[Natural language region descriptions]
........
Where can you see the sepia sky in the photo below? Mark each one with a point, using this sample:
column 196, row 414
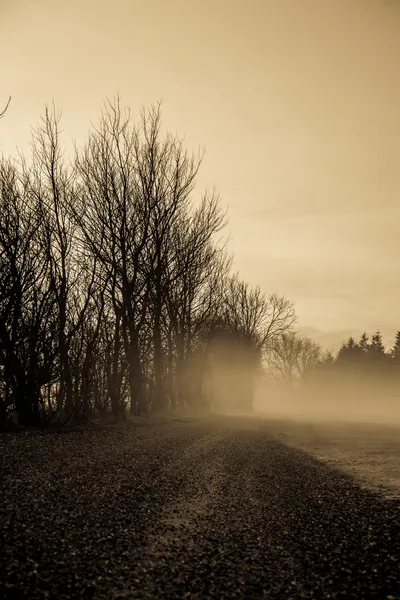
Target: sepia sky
column 297, row 103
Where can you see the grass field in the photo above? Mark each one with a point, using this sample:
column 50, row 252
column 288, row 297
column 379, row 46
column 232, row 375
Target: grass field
column 369, row 452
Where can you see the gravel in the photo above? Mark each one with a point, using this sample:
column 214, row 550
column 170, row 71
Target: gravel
column 198, row 509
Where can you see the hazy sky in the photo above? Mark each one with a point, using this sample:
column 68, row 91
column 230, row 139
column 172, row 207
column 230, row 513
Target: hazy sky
column 297, row 103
........
(ASSIGNED TASK) Exactly the lines from the one containing "column 50, row 252" to the final line of the data, both included, should be printed, and nothing more.

(ANSWER BOX)
column 50, row 252
column 288, row 297
column 379, row 46
column 232, row 375
Target: grass field
column 369, row 452
Where can you see the gravel in the photo above? Mark each one with a point, using this sample:
column 214, row 550
column 170, row 71
Target: gravel
column 198, row 509
Where can you see the hazy sky in the photo above? Mark each one with a point, using this sample:
column 68, row 91
column 230, row 139
column 172, row 207
column 230, row 513
Target: hazy sky
column 297, row 103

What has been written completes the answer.